• _The exercise_
Turn every row below into a two-column CSV with the header instruction,response and one line per row: the row's text goes under instruction and its answer under response. Put each field in double quotes and replace its line breaks with spaces.

:: Material supplied

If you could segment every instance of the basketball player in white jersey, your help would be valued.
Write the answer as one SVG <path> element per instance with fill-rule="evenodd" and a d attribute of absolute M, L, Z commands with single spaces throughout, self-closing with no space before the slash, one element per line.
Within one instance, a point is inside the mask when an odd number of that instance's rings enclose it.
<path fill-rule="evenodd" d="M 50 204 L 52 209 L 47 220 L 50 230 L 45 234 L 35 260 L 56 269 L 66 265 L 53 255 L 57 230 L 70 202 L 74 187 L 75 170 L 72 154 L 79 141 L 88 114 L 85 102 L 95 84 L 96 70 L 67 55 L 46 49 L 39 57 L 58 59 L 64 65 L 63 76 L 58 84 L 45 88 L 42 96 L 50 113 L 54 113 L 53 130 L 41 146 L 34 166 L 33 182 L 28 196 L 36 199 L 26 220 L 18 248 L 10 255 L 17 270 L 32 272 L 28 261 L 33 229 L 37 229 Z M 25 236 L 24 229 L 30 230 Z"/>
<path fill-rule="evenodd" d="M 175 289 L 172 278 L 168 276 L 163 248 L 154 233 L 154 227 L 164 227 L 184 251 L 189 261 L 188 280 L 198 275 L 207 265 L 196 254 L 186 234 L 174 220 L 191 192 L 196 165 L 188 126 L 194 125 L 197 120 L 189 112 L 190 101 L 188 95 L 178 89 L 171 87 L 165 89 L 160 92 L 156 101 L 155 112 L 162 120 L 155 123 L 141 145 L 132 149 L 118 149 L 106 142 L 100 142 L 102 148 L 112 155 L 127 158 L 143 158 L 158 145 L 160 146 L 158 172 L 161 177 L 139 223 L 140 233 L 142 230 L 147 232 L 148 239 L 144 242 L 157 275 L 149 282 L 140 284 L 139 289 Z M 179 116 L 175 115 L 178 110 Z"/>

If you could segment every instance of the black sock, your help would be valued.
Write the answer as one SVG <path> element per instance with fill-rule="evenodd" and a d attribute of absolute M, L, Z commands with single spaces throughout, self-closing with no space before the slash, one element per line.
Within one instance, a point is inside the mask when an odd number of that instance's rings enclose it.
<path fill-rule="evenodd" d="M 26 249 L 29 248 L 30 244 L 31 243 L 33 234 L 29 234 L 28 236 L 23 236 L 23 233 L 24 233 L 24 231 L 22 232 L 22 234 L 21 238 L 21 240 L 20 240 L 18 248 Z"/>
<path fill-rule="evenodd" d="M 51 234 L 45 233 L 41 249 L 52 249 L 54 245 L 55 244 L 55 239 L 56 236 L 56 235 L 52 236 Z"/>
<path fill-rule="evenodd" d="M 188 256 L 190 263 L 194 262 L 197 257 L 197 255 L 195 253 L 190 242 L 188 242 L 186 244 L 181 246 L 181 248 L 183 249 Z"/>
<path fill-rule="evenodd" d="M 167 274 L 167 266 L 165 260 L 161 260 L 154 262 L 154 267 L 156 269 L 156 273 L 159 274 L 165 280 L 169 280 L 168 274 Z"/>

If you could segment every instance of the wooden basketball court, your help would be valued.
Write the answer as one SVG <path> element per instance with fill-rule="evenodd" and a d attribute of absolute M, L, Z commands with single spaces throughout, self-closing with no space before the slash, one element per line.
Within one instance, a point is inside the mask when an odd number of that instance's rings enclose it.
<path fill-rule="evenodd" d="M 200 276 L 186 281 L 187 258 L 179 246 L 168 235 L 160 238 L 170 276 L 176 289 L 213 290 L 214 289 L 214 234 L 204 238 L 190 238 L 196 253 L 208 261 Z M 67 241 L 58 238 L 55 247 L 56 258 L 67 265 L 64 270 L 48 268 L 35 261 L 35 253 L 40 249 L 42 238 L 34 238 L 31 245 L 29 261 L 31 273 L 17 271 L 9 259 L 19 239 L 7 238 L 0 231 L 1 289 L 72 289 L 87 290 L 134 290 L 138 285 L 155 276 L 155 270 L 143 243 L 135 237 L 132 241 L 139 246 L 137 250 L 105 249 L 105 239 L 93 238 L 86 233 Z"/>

::::

• _Solved exercise_
instruction,response
"If you could segment every instance of the basketball player in white jersey, your help would be valued. Write the answer as one SVG <path> element per instance with fill-rule=""evenodd"" and a d attribute of absolute M, L, Z commands with single spaces throughout, self-closing with no space before the slash, one element per line. Within one instance, a point is inside the mask when an odd number of that instance's rings enclose it.","<path fill-rule=""evenodd"" d=""M 50 204 L 52 209 L 47 220 L 50 230 L 45 234 L 35 260 L 56 269 L 66 265 L 53 255 L 57 230 L 70 202 L 74 187 L 75 170 L 72 154 L 79 141 L 88 114 L 85 102 L 95 84 L 96 70 L 67 55 L 46 49 L 39 57 L 58 59 L 64 65 L 63 76 L 58 84 L 45 88 L 42 96 L 50 113 L 54 113 L 53 130 L 41 146 L 34 166 L 33 182 L 28 196 L 36 199 L 26 220 L 18 248 L 10 255 L 17 270 L 32 272 L 28 261 L 33 229 L 37 229 Z M 25 236 L 24 229 L 30 230 Z""/> <path fill-rule=""evenodd"" d=""M 175 289 L 172 278 L 168 276 L 163 248 L 154 233 L 154 227 L 164 227 L 184 251 L 189 261 L 188 280 L 198 275 L 207 265 L 196 254 L 186 234 L 174 220 L 191 192 L 196 165 L 188 126 L 194 125 L 197 120 L 189 112 L 190 101 L 188 95 L 178 89 L 171 87 L 165 89 L 160 92 L 156 101 L 155 112 L 162 120 L 155 123 L 141 145 L 132 149 L 118 149 L 106 142 L 100 142 L 102 148 L 112 155 L 127 158 L 143 158 L 158 145 L 160 146 L 158 172 L 161 177 L 139 223 L 140 233 L 142 230 L 147 232 L 148 239 L 144 242 L 157 275 L 149 282 L 140 284 L 139 289 Z M 179 116 L 175 115 L 178 110 Z""/>"
"If you could segment every instance of the black sock, your help would be valued. Write the answer as one SVG <path> element per instance with fill-rule=""evenodd"" and a d attribute of absolute M, L, Z commands with single spaces throughout, self-closing with no space before the slash, one element per line. Within one instance, a point is inside the mask when an odd number of that instance's rings enclose it.","<path fill-rule=""evenodd"" d=""M 26 249 L 29 248 L 30 244 L 31 243 L 33 234 L 29 234 L 28 236 L 23 236 L 23 233 L 24 233 L 24 231 L 22 232 L 22 234 L 21 238 L 21 240 L 20 240 L 18 248 Z""/> <path fill-rule=""evenodd"" d=""M 51 234 L 45 233 L 41 249 L 52 249 L 54 245 L 55 244 L 55 239 L 56 236 L 56 235 L 52 236 Z""/> <path fill-rule=""evenodd"" d=""M 188 256 L 190 263 L 194 262 L 197 257 L 197 255 L 195 253 L 190 242 L 188 242 L 186 244 L 181 246 L 181 248 L 183 249 Z""/> <path fill-rule=""evenodd"" d=""M 167 274 L 167 266 L 165 260 L 161 260 L 154 262 L 154 267 L 156 269 L 156 273 L 159 274 L 165 280 L 169 280 L 168 274 Z""/>"
"If you could segment every instance of the wooden basketball court, your help would be valued. Write the answer as one SVG <path> element per instance with fill-rule=""evenodd"" and a d attribute of absolute M, L, Z commands with single spaces throughout, self-closing with no space before the slash, one element per line. Within one instance, a point is inside the mask when an odd number of that instance's rings enclose it.","<path fill-rule=""evenodd"" d=""M 200 276 L 186 281 L 187 258 L 179 246 L 168 235 L 160 238 L 170 276 L 176 289 L 213 290 L 214 289 L 214 234 L 204 238 L 190 238 L 196 253 L 208 261 Z M 67 241 L 58 238 L 55 247 L 56 258 L 67 265 L 64 270 L 48 268 L 35 261 L 35 253 L 40 249 L 42 238 L 34 238 L 31 245 L 29 261 L 31 273 L 17 271 L 9 259 L 19 239 L 7 238 L 0 231 L 1 289 L 72 289 L 87 290 L 134 290 L 138 285 L 155 276 L 155 270 L 143 243 L 135 237 L 132 241 L 139 246 L 137 250 L 105 249 L 105 239 L 93 238 L 86 233 Z""/>"